● Aim of the task
Among the records, how many lines carry the string "door"? Give that number with nothing added.

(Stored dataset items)
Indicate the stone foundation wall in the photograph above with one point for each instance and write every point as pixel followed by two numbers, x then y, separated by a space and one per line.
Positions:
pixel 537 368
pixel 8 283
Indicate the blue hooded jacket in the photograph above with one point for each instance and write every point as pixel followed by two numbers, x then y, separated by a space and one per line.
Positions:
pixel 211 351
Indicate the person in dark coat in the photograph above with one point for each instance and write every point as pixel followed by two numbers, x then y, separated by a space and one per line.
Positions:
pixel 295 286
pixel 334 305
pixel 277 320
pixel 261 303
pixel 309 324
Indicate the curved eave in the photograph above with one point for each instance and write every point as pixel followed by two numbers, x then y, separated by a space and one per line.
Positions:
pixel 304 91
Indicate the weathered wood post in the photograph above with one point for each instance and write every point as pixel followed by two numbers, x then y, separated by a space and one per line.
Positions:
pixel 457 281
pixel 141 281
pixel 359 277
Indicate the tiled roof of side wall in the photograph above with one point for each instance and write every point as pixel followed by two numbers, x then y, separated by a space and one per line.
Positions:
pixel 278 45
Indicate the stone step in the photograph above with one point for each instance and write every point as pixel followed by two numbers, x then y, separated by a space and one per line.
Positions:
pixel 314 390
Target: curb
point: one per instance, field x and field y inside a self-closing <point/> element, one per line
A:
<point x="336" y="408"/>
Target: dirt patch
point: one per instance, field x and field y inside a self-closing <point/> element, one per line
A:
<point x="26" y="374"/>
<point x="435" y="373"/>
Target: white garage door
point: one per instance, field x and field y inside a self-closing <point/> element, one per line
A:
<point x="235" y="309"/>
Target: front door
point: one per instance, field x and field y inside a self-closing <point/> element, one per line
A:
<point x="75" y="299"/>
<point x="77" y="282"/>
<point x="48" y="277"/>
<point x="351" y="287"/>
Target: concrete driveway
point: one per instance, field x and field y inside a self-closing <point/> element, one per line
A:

● Completed task
2